# Sosta (di) riposo -- Omissione della preposizione "Di"



## Rallino

Ciao a tutti!

A volte vedo delle corte frasi dove la preposizione "di" viene omessa. Tipo:
_Prossima sosta riposo_ (invece di: _prossima sosta *di* riposo_)
_Fine strada a pedaggio_ (invece di: _fine *della* strada a pedaggio_)
_Superamento limite di velocità _(invece di: _superamento *del* limite di velocità_)

Visto che ovviamente non è possibile dire frasi come: _un insegnante fisica; Hai la chiave casa?; Ma questo non è un bicchiere acqua!_, vorrei sapere se c'è una regola riguardo all'omissione della preposizione _di_.

Grazie in anticipo!


----------



## dragonseven

Ciao Rallino, potresti dire anche dove le hai viste dette frasi? (Per le ultime due ho già un'idea ma la prima mi è nuova) Sono, per caso, su cartelli stradali?


----------



## Rallino

Ciao dragon 
Le ho viste mentre guardavo, in un video, la versione italiana del gioco di simulazione _EuroTruck Simulator 2_, nel quale gli autisti devono fare una pausa ogni dieci ore.



> Sono, per caso, su cartelli stradali?


Le ultime due, sì. Questo fenomeno si vede solo sui cartelli?


----------



## dragonseven

Rallino said:
			
		

> Questo fenomeno si vede solo sui cartelli?

▸ Righe del dataset
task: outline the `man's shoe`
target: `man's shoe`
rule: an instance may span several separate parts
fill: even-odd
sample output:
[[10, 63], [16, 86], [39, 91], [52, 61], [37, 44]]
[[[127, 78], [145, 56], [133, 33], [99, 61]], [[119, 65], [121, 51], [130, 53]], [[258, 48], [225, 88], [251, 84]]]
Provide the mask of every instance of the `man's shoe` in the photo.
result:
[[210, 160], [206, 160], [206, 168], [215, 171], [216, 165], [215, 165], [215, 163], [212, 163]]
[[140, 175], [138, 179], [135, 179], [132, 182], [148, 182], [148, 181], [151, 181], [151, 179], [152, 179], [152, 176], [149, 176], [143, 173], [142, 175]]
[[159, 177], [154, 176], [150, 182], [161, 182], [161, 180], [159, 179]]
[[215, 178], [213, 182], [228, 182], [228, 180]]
--
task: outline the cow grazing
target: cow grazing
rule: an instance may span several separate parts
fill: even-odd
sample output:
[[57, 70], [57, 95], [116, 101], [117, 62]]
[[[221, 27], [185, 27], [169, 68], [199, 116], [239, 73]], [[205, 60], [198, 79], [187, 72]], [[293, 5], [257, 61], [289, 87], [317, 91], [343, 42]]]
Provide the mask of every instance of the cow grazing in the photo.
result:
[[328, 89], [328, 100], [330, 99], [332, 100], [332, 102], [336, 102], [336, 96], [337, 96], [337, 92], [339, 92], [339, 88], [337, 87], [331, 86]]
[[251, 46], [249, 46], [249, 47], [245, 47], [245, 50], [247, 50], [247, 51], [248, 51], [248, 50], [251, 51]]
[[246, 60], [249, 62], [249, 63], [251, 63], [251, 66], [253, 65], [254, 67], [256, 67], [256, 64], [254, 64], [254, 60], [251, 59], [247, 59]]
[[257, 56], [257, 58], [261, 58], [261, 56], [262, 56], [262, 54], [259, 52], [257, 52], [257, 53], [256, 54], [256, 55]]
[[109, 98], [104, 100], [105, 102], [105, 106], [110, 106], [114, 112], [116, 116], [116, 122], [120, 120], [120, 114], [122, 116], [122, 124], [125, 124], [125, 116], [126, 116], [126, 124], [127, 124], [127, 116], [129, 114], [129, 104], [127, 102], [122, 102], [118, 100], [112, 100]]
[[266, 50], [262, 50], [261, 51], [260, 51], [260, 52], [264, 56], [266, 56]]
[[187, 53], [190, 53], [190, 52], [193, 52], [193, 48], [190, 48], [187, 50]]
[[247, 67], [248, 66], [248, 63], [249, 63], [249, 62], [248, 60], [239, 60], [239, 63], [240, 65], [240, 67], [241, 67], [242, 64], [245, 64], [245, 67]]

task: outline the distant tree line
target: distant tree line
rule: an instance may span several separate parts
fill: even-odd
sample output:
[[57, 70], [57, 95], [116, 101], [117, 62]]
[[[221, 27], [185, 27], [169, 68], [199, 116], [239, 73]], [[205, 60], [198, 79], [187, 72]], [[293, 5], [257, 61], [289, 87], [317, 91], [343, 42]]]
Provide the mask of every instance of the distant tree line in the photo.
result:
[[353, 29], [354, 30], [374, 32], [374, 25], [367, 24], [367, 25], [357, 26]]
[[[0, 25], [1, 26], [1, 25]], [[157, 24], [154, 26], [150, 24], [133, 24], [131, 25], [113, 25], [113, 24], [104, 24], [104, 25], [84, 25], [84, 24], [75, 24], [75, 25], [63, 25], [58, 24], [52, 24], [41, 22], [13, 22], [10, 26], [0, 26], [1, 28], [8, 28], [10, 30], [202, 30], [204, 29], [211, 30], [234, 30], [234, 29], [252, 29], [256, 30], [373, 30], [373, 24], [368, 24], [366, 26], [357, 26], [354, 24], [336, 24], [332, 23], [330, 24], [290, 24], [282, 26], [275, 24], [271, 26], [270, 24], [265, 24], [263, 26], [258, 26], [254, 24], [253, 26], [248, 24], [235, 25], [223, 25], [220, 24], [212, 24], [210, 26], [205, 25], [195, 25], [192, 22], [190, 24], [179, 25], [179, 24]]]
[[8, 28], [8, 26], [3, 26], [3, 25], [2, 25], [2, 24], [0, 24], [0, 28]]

▸ Compito breve A
Trascrivi fedelmente il passo della discussione sull'omissione di "di" che va da "Ciao Rallino, potresti" fino a "nuova) Sono, per caso, su cartelli stradali?".
▸ Compito breve B
Tra le righe dei blocchi, restituisci identico solo il tratto che va dalla riga contenente "task: outline the distant tree line" fino alla riga contenente "24], [0, 28]]", entrambe comprese.
Il testo e le righe non hanno alcun legame tra loro.

▸ Soluzione scritta A
Ciao Rallino, potresti dire anche dove le hai viste dette frasi? (Per le ultime due ho già un'idea ma la prima mi è nuova) Sono, per caso, su cartelli stradali?

▸ Soluzione scritta B
task: outline the distant tree line
target: distant tree line
rule: an instance may span several separate parts
fill: even-odd
sample output:
[[57, 70], [57, 95], [116, 101], [117, 62]]
[[[221, 27], [185, 27], [169, 68], [199, 116], [239, 73]], [[205, 60], [198, 79], [187, 72]], [[293, 5], [257, 61], [289, 87], [317, 91], [343, 42]]]
Provide the mask of every instance of the distant tree line in the photo.
result:
[[353, 29], [354, 30], [374, 32], [374, 25], [367, 24], [367, 25], [357, 26]]
[[[0, 25], [1, 26], [1, 25]], [[157, 24], [154, 26], [150, 24], [133, 24], [131, 25], [113, 25], [113, 24], [104, 24], [104, 25], [84, 25], [84, 24], [75, 24], [75, 25], [63, 25], [58, 24], [52, 24], [41, 22], [13, 22], [10, 26], [0, 26], [1, 28], [8, 28], [10, 30], [202, 30], [204, 29], [211, 30], [234, 30], [234, 29], [252, 29], [256, 30], [373, 30], [373, 24], [368, 24], [366, 26], [357, 26], [354, 24], [336, 24], [332, 23], [330, 24], [290, 24], [282, 26], [275, 24], [271, 26], [270, 24], [265, 24], [263, 26], [258, 26], [254, 24], [253, 26], [248, 24], [235, 25], [223, 25], [220, 24], [212, 24], [210, 26], [205, 25], [195, 25], [192, 22], [190, 24], [179, 25], [179, 24]]]
[[8, 28], [8, 26], [3, 26], [3, 25], [2, 25], [2, 24], [0, 24], [0, 28]]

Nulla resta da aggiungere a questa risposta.